Extrait:
+ + + +
Pouvez-vous nous en dire plus sur le projet ?

Le projet est porté par deux belges : Alcante, scénariste, spécialisé dans la bande dessinée historique et le dessinateur, Steven Dupré, qui fait notamment les BD Kaamelott. Et pour adapter Les Piliers de la Terre en bande dessinée, ils m’ont demandé d’être le consultant historique pour les aider à recréer un Moyen Âge qui serait vraisemblable.

Mais il s’agit néanmoins d’une œuvre de fiction ?

Oui car le village de Kingsbridge, dont parle Ken Follet, n’a pas existé. Mais il fallait recréer un cadre vraisemblable pour l’œuvre et les aider à mettre des images sur un roman. Car il n’y a pas suffisamment d’informations, dans le roman, pour pouvoir traduire en image les costumes, les maisons etc. Le roman est très bien écrit et Ken Follet et son équipe sont très bien documentés. Mais il y a quand même des aspects pour lesquels il n’y a pas de détails dans le roman. Par exemple, à quoi ressemble une maison ou un village au Moyen Âge, quel type de casques portent les chevaliers… Pour donner un exemple concret : dans le roman, Ken Follet écrit que les moines chantent. Dans le roman c’est suffisant mais en BD, il faut écrire ce qu’ils chantent dans une bulle. J’ai donc dû me renseigner sur ce que les moines chantaient à l’époque.

Concrètement comment avez-vous fonctionné ? J’imagine que vous êtes beaucoup en contact avec le dessinateur ?

Les piliers de la terre_découpage.jpg

Hé bien, je suis surtout en contact avec Alcante, le scénariste (rires). En fait, le scénariste part du roman et dans un premier temps, il essaye d’adapter ce roman en scénario. Il doit, par exemple, déplacer certains événements et choisir ce qu’il va raconter. Il y a des choses qu’il va laisser tomber.  Le scénariste fait un découpage planche par planche et indique les éléments qu’il veut dans chaque case. C’est le scénariste qui a la vision de l’histoire.

Ce n’est pas le cas de tous les scénaristes, mais Alcante est assez directif – il le dit lui-même. C’est lui aussi qui écrit les dialogues d’ailleurs. Ensuite, il m’envoie son découpage en me demandant si je valide et si j’ai des remarques. C’est aussi l’occasion de poser des questions, ça a été le cas pour ce que chantaient les moines.
+ + + +
Données:
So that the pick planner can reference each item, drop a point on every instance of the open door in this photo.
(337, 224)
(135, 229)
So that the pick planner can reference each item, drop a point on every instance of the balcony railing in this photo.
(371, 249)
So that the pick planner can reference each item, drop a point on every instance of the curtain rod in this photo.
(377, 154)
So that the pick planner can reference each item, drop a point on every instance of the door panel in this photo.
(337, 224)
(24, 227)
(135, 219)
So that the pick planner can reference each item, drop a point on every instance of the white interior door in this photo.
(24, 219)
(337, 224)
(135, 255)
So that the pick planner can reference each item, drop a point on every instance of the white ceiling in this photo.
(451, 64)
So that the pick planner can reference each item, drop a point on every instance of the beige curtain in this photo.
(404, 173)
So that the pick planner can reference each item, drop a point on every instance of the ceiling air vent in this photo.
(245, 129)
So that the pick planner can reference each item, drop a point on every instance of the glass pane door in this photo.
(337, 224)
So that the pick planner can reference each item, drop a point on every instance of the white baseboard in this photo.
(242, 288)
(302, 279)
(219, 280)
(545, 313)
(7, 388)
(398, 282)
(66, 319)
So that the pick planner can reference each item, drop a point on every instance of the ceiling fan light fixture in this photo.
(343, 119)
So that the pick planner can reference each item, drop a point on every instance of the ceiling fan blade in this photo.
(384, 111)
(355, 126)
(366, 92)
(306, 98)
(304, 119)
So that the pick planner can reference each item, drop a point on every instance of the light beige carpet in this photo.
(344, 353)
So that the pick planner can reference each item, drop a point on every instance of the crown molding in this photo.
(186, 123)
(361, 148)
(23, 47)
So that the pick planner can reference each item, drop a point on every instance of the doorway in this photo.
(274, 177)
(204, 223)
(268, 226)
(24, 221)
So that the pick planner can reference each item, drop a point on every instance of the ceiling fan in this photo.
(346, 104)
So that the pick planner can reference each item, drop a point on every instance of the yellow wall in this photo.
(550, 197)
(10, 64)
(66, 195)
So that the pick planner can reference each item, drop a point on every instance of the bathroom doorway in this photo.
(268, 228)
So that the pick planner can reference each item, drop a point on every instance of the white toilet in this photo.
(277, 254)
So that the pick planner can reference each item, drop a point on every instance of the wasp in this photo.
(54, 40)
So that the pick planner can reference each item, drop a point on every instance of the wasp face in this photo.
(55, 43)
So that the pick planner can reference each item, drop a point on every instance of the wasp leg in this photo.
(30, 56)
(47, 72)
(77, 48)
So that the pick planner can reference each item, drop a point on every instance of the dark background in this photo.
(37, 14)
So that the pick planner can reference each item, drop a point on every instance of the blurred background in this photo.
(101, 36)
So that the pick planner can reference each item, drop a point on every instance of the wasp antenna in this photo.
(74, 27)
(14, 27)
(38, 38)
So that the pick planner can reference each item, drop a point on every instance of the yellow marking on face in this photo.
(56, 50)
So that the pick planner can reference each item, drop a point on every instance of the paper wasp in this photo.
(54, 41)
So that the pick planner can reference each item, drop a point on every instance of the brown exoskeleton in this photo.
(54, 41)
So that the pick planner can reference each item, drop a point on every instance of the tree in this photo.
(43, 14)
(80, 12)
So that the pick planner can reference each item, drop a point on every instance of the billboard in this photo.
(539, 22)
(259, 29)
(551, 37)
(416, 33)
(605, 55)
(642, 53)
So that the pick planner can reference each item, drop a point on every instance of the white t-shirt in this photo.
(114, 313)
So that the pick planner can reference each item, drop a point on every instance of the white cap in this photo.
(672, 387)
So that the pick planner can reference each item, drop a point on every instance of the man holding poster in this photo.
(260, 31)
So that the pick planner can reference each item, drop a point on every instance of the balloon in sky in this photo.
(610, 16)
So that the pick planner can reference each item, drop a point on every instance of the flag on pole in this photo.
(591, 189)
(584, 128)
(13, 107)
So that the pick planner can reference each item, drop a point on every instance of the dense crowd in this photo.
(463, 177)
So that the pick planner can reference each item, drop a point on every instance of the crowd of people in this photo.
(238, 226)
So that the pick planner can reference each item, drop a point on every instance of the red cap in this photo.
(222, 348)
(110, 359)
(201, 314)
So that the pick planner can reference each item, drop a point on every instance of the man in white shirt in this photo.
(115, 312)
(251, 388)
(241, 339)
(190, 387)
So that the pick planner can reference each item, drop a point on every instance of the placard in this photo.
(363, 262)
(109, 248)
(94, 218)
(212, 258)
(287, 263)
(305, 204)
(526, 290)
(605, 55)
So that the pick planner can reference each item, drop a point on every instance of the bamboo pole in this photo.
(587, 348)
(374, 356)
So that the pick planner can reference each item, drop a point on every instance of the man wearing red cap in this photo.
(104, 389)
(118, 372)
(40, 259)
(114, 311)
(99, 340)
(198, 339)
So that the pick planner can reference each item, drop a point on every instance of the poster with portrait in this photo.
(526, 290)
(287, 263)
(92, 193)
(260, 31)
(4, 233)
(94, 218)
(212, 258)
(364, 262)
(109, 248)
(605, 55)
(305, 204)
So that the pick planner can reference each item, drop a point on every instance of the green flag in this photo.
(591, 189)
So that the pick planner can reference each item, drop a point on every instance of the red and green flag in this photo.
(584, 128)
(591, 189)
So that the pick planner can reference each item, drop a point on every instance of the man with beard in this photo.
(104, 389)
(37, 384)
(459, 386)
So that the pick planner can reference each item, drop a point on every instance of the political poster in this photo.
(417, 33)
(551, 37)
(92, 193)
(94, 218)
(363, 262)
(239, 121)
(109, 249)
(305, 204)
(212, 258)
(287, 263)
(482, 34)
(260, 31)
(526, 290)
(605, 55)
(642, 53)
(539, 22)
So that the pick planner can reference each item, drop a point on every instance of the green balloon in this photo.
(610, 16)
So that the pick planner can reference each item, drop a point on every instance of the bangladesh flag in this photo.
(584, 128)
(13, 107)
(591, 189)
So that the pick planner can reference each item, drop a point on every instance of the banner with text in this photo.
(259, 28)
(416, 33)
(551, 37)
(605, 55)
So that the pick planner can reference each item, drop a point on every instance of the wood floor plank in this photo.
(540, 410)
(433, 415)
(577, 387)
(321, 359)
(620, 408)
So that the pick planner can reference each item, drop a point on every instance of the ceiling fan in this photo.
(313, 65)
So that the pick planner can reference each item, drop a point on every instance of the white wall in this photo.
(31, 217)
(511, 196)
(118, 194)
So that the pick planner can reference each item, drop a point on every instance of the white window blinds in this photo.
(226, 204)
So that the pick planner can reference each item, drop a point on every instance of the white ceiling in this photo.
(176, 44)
+ + + +
Consigne: Résumez l'extrait en deux phrases.

Résultat attendu: Le scénariste Alcante et le dessinateur Steven Dupré adaptent Les Piliers de la Terre en bande dessinée, et la personne interrogée leur apporte son expertise historique pour recréer un Moyen Âge vraisemblable, car le roman ne donne pas assez de détails pour mettre en images les costumes, les maisons ou ce que chantent les moines. Le scénariste, qui a la vision de l'histoire, adapte le roman en un découpage planche par planche et écrit les dialogues, puis envoie ce découpage pour validation, remarques et questions.